**Material provided**
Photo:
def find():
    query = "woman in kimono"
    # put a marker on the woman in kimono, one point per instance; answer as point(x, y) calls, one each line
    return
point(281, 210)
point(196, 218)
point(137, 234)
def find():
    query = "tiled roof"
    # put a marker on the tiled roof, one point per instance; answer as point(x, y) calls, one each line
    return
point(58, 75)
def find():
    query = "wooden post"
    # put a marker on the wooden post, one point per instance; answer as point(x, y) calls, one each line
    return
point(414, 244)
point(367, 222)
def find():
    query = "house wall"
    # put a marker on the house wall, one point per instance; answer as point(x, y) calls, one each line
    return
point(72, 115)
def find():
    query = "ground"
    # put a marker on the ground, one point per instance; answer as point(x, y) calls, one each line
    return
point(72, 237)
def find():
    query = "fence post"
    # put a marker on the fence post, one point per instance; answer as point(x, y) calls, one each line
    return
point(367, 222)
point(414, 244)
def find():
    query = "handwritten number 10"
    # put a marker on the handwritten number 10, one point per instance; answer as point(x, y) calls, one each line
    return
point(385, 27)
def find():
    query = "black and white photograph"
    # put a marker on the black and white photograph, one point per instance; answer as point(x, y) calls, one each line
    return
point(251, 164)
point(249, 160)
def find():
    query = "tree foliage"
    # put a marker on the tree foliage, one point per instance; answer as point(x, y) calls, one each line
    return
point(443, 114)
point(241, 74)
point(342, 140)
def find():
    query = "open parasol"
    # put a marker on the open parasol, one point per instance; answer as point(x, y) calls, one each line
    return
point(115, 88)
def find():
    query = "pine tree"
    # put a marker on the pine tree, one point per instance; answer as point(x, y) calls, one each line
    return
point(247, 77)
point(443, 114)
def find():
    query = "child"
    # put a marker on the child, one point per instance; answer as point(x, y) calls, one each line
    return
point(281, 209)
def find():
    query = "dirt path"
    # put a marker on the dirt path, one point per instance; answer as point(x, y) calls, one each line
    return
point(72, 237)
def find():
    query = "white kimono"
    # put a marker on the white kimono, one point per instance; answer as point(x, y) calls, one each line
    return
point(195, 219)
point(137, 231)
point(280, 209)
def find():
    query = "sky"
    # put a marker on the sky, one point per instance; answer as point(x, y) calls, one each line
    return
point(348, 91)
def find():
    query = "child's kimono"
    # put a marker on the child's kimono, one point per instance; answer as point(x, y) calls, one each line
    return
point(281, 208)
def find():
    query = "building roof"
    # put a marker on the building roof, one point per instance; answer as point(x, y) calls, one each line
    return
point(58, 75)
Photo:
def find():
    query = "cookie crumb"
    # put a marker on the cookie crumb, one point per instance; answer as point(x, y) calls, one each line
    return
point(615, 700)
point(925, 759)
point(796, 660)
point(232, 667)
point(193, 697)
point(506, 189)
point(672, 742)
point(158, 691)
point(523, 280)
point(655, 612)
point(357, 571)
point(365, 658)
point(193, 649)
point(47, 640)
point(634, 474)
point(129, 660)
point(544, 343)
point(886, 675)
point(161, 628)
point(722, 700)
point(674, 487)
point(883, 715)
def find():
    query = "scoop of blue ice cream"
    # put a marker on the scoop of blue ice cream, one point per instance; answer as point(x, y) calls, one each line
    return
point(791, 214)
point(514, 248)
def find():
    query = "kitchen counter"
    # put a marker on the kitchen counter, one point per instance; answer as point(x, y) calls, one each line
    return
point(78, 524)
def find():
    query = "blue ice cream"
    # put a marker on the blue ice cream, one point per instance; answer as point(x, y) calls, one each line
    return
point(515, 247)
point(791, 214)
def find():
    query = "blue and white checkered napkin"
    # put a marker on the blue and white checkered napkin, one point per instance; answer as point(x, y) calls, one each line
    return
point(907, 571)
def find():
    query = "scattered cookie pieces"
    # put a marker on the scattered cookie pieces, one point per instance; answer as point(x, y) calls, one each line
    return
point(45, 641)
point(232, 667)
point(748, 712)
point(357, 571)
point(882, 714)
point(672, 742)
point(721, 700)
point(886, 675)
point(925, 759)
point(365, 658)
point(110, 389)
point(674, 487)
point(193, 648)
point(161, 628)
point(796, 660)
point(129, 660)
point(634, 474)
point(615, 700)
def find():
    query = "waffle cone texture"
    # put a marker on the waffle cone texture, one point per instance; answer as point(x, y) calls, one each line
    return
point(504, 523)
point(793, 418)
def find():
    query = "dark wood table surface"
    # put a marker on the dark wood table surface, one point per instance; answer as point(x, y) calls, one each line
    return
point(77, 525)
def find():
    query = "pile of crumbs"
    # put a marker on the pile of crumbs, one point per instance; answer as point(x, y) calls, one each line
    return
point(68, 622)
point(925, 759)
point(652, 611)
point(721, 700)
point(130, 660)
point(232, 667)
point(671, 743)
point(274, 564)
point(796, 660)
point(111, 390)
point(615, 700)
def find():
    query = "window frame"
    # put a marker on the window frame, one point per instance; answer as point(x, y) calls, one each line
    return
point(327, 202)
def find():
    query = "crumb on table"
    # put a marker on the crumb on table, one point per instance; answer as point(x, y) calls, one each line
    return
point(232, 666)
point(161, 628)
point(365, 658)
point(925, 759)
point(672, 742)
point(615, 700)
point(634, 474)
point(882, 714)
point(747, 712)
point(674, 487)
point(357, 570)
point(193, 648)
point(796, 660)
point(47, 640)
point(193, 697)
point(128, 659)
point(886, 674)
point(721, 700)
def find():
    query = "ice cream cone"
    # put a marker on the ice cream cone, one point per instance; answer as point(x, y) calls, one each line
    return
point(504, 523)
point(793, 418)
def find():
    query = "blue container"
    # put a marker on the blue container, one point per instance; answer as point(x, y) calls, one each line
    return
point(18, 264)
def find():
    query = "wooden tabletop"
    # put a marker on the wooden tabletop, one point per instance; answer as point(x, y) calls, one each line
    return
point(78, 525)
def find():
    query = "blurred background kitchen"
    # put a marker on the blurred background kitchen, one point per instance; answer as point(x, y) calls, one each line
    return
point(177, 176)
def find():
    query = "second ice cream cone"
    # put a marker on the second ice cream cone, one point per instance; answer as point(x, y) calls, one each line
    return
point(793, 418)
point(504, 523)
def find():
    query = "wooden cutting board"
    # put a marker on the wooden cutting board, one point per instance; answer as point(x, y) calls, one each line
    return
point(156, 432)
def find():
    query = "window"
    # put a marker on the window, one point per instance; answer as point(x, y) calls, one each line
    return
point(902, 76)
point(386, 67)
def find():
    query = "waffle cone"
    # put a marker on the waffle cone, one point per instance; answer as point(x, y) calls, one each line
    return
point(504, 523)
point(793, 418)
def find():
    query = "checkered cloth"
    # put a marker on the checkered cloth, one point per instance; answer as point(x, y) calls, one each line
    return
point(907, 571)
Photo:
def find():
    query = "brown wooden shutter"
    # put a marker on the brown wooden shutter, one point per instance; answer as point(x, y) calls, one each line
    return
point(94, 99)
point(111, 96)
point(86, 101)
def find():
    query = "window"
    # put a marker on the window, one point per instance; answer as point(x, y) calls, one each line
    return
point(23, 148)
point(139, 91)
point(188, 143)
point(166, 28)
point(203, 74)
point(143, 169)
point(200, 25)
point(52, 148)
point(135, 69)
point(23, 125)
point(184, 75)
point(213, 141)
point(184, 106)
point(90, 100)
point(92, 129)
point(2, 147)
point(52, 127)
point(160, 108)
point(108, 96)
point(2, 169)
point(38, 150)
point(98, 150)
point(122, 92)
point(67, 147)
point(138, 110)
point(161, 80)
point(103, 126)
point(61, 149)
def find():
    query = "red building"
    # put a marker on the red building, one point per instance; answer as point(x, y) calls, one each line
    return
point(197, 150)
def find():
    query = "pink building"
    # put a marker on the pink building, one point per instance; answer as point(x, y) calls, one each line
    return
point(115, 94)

**Your task**
Extract every line of the data above that contains the string "kitchen".

**Solution for this task**
    query = "kitchen counter"
    # put a marker on the kitchen counter, one point per instance; answer as point(x, y) calls, one each line
    query = "blurred background kitchen"
    # put a marker on the blurred background kitchen, one point per instance; answer as point(x, y) calls, one each line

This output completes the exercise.